**Input material**
————

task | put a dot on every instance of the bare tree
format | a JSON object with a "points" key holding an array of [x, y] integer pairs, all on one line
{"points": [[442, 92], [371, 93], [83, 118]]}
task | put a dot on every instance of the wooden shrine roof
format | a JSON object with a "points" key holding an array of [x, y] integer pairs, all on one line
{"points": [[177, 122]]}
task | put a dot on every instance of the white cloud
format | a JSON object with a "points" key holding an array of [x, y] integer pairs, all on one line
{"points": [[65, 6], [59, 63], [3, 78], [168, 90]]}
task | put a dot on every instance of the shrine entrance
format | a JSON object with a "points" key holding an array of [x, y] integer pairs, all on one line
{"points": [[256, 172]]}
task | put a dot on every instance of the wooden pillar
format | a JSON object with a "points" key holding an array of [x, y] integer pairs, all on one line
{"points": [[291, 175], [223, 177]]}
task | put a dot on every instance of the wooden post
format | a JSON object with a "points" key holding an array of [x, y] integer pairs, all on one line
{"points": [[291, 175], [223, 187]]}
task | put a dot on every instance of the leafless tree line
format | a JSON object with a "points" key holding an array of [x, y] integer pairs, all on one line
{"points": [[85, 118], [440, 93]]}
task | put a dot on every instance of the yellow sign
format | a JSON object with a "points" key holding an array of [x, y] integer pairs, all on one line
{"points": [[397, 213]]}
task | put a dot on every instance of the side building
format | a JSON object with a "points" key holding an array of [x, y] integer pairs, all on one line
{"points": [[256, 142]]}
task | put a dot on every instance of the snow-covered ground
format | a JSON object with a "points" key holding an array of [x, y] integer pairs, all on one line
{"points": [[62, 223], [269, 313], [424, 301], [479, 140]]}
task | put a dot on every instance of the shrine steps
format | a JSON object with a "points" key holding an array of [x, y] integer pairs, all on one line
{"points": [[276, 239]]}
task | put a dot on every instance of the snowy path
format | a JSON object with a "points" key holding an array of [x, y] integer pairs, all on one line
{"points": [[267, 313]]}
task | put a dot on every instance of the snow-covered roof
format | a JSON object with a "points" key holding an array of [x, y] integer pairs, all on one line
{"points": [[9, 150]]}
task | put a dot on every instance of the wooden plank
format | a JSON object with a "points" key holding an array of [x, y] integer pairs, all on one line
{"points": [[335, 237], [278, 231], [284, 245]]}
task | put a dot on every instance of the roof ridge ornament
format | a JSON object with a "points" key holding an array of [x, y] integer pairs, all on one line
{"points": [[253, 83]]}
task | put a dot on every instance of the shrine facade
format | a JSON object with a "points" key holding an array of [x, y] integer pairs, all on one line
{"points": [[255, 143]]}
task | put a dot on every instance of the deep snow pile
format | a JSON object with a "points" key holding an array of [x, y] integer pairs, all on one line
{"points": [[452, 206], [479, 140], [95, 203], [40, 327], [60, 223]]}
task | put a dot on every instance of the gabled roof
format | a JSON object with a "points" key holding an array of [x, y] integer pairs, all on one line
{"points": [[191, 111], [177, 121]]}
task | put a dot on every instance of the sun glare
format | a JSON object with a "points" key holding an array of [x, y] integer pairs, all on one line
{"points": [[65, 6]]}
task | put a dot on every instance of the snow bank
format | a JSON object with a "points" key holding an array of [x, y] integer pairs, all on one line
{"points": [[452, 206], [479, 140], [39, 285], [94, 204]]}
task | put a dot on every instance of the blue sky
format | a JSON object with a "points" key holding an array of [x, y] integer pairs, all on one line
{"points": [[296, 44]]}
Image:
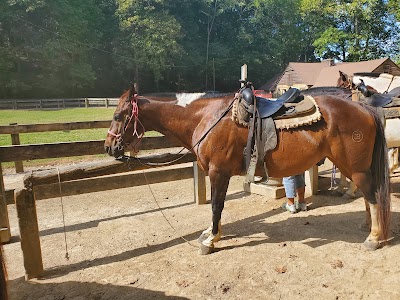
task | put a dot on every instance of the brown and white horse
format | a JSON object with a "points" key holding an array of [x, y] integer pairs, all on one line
{"points": [[349, 134]]}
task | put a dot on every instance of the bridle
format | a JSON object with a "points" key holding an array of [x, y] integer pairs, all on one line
{"points": [[134, 119]]}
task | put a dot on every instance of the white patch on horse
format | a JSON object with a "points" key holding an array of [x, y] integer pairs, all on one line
{"points": [[185, 99]]}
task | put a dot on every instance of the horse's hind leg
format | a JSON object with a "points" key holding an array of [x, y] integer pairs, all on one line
{"points": [[219, 187], [365, 183]]}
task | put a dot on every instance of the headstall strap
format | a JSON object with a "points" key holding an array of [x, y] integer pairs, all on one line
{"points": [[134, 115]]}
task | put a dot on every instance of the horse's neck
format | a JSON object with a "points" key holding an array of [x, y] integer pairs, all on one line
{"points": [[170, 119]]}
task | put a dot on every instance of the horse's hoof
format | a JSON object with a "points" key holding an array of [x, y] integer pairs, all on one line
{"points": [[203, 237], [371, 245], [204, 250]]}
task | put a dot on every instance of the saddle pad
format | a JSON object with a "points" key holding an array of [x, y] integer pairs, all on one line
{"points": [[313, 115], [395, 102]]}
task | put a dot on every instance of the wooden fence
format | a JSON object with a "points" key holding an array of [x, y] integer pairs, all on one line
{"points": [[57, 103], [78, 179]]}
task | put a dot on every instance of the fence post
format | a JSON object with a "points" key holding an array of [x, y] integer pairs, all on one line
{"points": [[199, 184], [5, 233], [19, 167]]}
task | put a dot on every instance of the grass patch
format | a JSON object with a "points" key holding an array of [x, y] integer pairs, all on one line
{"points": [[56, 116]]}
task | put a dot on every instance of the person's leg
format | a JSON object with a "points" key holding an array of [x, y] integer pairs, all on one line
{"points": [[290, 190]]}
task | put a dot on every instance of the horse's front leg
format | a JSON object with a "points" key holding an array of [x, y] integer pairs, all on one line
{"points": [[219, 187]]}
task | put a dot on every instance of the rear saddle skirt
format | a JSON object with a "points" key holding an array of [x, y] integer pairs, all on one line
{"points": [[291, 110]]}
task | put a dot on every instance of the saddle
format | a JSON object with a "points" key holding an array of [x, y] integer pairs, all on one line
{"points": [[290, 104], [261, 115]]}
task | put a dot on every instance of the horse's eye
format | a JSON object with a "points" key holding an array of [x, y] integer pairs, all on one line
{"points": [[117, 117]]}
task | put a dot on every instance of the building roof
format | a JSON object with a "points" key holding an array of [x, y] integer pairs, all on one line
{"points": [[308, 72], [270, 85], [325, 73]]}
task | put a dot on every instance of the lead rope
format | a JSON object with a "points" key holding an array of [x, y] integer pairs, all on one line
{"points": [[333, 177], [63, 214]]}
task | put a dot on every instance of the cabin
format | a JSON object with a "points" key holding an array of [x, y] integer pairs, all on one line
{"points": [[324, 73]]}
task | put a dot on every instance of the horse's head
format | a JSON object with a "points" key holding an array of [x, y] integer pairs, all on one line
{"points": [[345, 81], [126, 130]]}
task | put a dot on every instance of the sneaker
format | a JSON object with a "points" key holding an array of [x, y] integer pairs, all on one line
{"points": [[289, 207], [301, 206]]}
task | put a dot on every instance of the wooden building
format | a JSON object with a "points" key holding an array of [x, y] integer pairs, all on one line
{"points": [[325, 73]]}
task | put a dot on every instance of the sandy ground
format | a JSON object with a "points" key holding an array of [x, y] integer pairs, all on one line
{"points": [[122, 246]]}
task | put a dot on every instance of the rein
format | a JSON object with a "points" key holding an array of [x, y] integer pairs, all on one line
{"points": [[127, 158], [134, 115]]}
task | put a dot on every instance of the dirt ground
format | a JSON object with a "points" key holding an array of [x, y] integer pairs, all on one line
{"points": [[121, 246]]}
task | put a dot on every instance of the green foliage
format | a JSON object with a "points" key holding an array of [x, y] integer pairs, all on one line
{"points": [[358, 30]]}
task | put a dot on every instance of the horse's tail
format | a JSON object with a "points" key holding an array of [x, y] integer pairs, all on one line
{"points": [[381, 176], [3, 277]]}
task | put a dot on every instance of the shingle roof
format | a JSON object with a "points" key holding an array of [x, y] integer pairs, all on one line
{"points": [[308, 72]]}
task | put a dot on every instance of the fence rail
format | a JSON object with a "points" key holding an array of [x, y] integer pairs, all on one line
{"points": [[57, 103]]}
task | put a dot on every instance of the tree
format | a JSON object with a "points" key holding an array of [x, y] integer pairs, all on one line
{"points": [[151, 37], [357, 30]]}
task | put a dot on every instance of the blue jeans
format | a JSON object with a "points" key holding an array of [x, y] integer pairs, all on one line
{"points": [[292, 183]]}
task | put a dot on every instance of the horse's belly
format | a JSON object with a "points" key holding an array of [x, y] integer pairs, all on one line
{"points": [[392, 132]]}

————

**Exercise**
Starting from the line containing "task | put a dot on every instance of the rein" and ending with the final line of the data, reproduce each line exactly as it appears, including no other lines.

**Answer to this exercise**
task | put a dot on every instance of the rein
format | a JSON object with a "points" key holding an array of [x, y] integer pairs, all on one line
{"points": [[127, 158], [134, 115]]}
task | put a dot on every instance of the dirt ground
format | a JSON object with a "points" key holding an array of [x, y] integer pairs, all on one line
{"points": [[121, 246]]}
task | put a dot on every instance of the green foliage
format | a JSON object with a "points" key holding an array of [x, y] integer pairs, all on one line
{"points": [[358, 30]]}
task | put a dot on every instance of the horse's tail
format | a JSON object with a "points" key holding an array of [x, y] integer pairs, all on one line
{"points": [[381, 176], [3, 277]]}
task | put a dot on every instance of the shingle roof
format | a JSON object with a "points" key holding an array of [x, y] integer pairs, all on one line
{"points": [[308, 72]]}
task | put a dot on every instance of the fence rail
format | a JSON object with a "points" key holding an array of [x, y] integer pairs, all on one line
{"points": [[57, 103]]}
task | put a dot on every instance of the tree
format | a JSON object with a "points" key holding an array of [x, y] integer pairs, all on one line
{"points": [[151, 37], [357, 30]]}
task | put a dot on every instance of the blue jeans
format | a JSON object with a "points" key holding an array of [x, y] integer pairs, all on one line
{"points": [[292, 183]]}
task | put a dot on every instance of the horse's belly
format | a JSON object with a "points" key holding an array of [x, y] integer pairs, all on one line
{"points": [[392, 132]]}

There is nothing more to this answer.